- [Assigned task] Please copy, word for word, the line that contains "box: [643, 310, 674, 339]" and every line after it through the end of the records, and nothing more.

- [Exercise inputs]
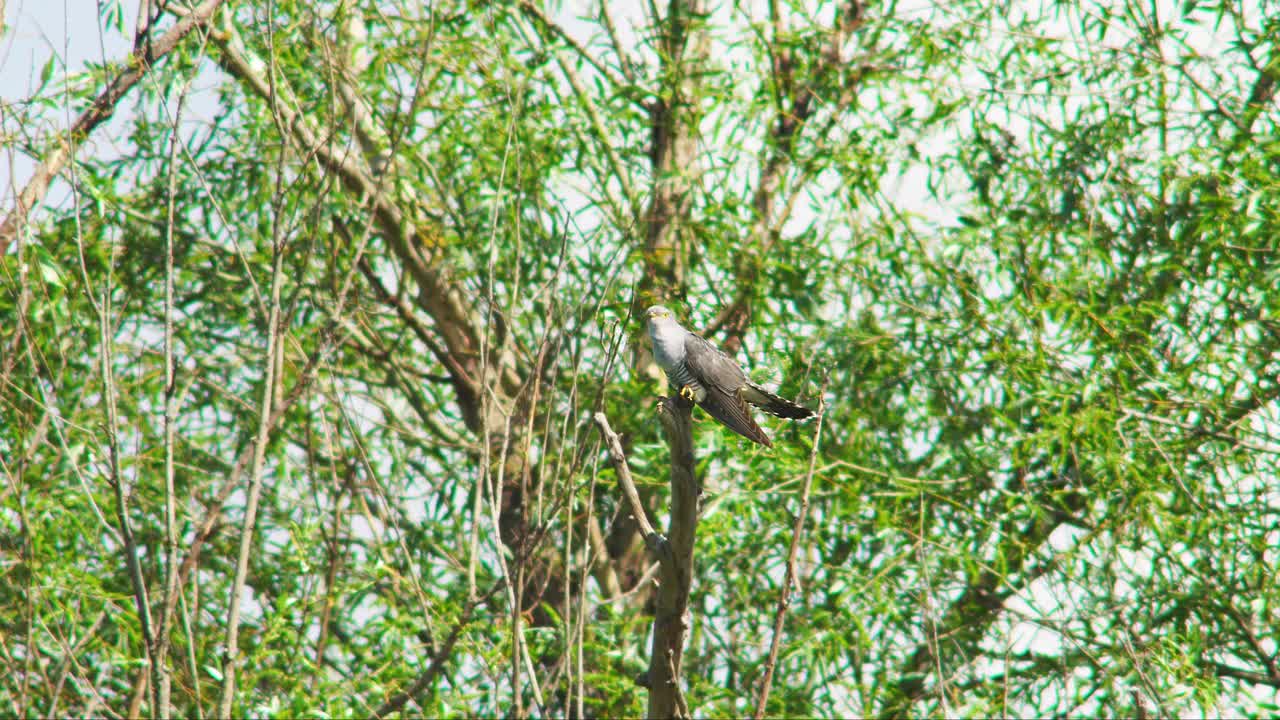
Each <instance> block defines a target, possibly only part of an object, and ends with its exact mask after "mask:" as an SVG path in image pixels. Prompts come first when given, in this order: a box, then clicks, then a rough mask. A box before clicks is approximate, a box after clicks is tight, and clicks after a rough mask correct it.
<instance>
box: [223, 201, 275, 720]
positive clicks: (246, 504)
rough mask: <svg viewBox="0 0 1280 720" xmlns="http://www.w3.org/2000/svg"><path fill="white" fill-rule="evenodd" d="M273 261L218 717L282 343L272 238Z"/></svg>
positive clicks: (228, 611)
mask: <svg viewBox="0 0 1280 720" xmlns="http://www.w3.org/2000/svg"><path fill="white" fill-rule="evenodd" d="M275 227H276V231H275V234H276V236H278V233H279V232H280V220H276V223H275ZM273 246H274V247H273V250H274V256H275V258H274V261H273V266H271V309H270V314H269V319H268V327H266V352H265V356H264V359H262V401H261V405H260V410H259V411H260V415H259V423H257V437H256V439H255V441H253V468H252V470H251V474H250V484H248V498H247V500H246V503H244V521H243V527H242V528H241V542H239V556H238V559H237V561H236V579H234V582H233V583H232V596H230V601H229V607H228V609H227V642H225V648H224V652H225V655H224V656H223V692H221V698H220V700H219V701H218V716H219V717H230V716H232V703H233V701H234V700H236V664H237V660H238V657H237V656H238V655H239V647H238V642H239V610H241V597H242V594H243V593H244V580H246V577H247V575H248V562H250V552H251V550H252V548H253V524H255V521H256V520H257V502H259V497H260V496H261V492H262V466H264V464H265V461H266V442H268V439H269V438H270V434H271V425H273V423H271V409H273V407H274V406H275V396H274V392H275V384H276V377H275V373H276V368H278V365H279V364H278V361H276V355H278V354H279V352H280V346H282V345H283V334H284V333H283V331H282V328H280V288H282V286H283V284H284V272H283V270H284V268H283V265H284V243H283V242H282V241H280V238H279V237H273Z"/></svg>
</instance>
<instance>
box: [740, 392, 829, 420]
mask: <svg viewBox="0 0 1280 720" xmlns="http://www.w3.org/2000/svg"><path fill="white" fill-rule="evenodd" d="M742 400H745V401H748V402H750V404H751V405H754V406H756V407H759V409H760V410H763V411H764V413H768V414H769V415H774V416H777V418H786V419H788V420H804V419H805V418H812V416H814V415H815V413H814V411H813V410H809V409H808V407H805V406H804V405H799V404H796V402H791V401H790V400H787V398H785V397H782V396H778V395H774V393H772V392H769V391H767V389H764V388H763V387H760V386H758V384H755V383H746V386H744V387H742Z"/></svg>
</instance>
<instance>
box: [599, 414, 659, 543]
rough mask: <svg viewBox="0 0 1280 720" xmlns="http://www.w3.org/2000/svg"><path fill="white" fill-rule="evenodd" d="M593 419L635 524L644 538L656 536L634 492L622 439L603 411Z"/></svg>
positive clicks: (640, 504)
mask: <svg viewBox="0 0 1280 720" xmlns="http://www.w3.org/2000/svg"><path fill="white" fill-rule="evenodd" d="M594 419H595V425H596V427H598V428H600V434H602V436H604V442H605V445H607V446H608V448H609V459H611V460H613V469H614V470H616V471H617V474H618V484H620V486H622V495H625V496H626V498H627V502H628V503H630V505H631V514H632V515H635V519H636V524H637V525H640V532H641V533H644V536H645V538H649V537H652V536H657V534H658V532H657V530H654V529H653V524H652V523H649V515H648V514H646V512H645V510H644V503H643V502H640V493H639V492H636V484H635V480H632V479H631V468H628V466H627V457H626V454H623V452H622V441H621V439H618V434H617V433H614V432H613V428H611V427H609V419H608V418H605V416H604V413H596V414H595V415H594Z"/></svg>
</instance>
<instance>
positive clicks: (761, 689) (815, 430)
mask: <svg viewBox="0 0 1280 720" xmlns="http://www.w3.org/2000/svg"><path fill="white" fill-rule="evenodd" d="M826 397H827V380H823V383H822V393H820V395H819V396H818V424H817V427H815V428H814V430H813V448H812V450H810V451H809V471H808V473H805V478H804V487H803V488H800V511H799V512H796V520H795V524H794V525H792V528H791V547H790V550H788V551H787V574H786V578H785V579H783V582H782V594H781V596H780V597H778V607H777V610H776V611H774V614H773V639H771V641H769V659H768V660H767V661H765V662H764V679H763V680H760V691H759V694H756V697H755V720H760V717H764V708H765V706H767V705H768V702H769V687H771V685H772V684H773V670H774V667H777V665H778V648H780V647H781V646H782V623H783V621H785V620H786V616H787V610H788V609H790V607H791V585H792V584H795V580H796V559H797V557H799V555H800V537H801V536H803V534H804V523H805V519H806V518H808V515H809V492H810V489H813V477H814V470H815V469H817V466H818V446H819V443H820V441H822V420H823V416H824V415H826V414H827V400H826Z"/></svg>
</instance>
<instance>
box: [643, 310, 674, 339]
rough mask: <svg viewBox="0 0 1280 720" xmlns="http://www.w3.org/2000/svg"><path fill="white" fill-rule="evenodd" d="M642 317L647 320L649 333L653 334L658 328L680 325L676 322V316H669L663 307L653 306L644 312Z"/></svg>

- [Response box]
box: [643, 310, 674, 339]
rough mask: <svg viewBox="0 0 1280 720" xmlns="http://www.w3.org/2000/svg"><path fill="white" fill-rule="evenodd" d="M642 317L647 320L649 333L653 334L658 328L680 325L676 322V316H669L663 307L653 306L644 312Z"/></svg>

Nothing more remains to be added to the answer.